___ Records provided

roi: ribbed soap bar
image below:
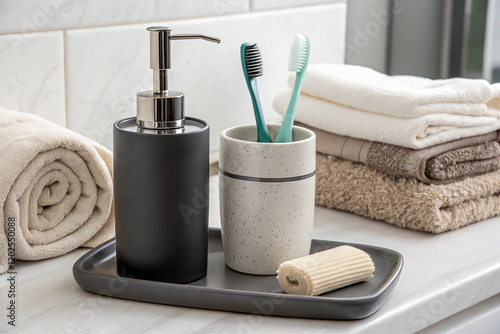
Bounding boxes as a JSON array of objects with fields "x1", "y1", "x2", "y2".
[{"x1": 277, "y1": 245, "x2": 375, "y2": 296}]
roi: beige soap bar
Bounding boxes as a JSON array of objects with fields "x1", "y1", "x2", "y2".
[{"x1": 277, "y1": 245, "x2": 375, "y2": 296}]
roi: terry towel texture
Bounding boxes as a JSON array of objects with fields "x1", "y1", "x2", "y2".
[
  {"x1": 298, "y1": 122, "x2": 500, "y2": 184},
  {"x1": 316, "y1": 153, "x2": 500, "y2": 233},
  {"x1": 291, "y1": 63, "x2": 500, "y2": 118},
  {"x1": 274, "y1": 90, "x2": 500, "y2": 149},
  {"x1": 0, "y1": 107, "x2": 114, "y2": 274}
]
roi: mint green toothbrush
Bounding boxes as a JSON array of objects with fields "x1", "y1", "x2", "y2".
[
  {"x1": 275, "y1": 35, "x2": 310, "y2": 143},
  {"x1": 241, "y1": 43, "x2": 272, "y2": 143}
]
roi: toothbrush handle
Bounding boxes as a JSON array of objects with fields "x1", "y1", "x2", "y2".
[
  {"x1": 249, "y1": 79, "x2": 272, "y2": 143},
  {"x1": 275, "y1": 72, "x2": 304, "y2": 143}
]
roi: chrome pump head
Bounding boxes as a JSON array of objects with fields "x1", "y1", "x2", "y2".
[{"x1": 136, "y1": 26, "x2": 220, "y2": 132}]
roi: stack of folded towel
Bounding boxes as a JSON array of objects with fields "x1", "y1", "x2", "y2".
[
  {"x1": 0, "y1": 107, "x2": 114, "y2": 274},
  {"x1": 273, "y1": 64, "x2": 500, "y2": 233}
]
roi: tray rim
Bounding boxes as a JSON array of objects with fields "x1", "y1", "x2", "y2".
[{"x1": 73, "y1": 228, "x2": 404, "y2": 319}]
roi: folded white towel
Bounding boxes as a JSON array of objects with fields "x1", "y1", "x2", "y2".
[
  {"x1": 289, "y1": 64, "x2": 500, "y2": 118},
  {"x1": 0, "y1": 107, "x2": 114, "y2": 274},
  {"x1": 273, "y1": 90, "x2": 500, "y2": 149}
]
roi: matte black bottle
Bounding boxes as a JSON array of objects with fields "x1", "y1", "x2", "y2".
[{"x1": 113, "y1": 27, "x2": 220, "y2": 283}]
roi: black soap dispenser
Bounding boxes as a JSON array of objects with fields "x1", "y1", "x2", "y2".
[{"x1": 113, "y1": 26, "x2": 220, "y2": 283}]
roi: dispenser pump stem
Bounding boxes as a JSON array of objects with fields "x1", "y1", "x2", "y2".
[
  {"x1": 136, "y1": 27, "x2": 220, "y2": 131},
  {"x1": 147, "y1": 27, "x2": 220, "y2": 94}
]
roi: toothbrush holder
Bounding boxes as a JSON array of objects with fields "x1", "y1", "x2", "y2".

______

> [Task to carry out]: Select the lines in this material that hold the word "toothbrush", leaving none out.

> [Answer to this exercise]:
roi: mint green toothbrush
roi: toothbrush handle
roi: toothbrush holder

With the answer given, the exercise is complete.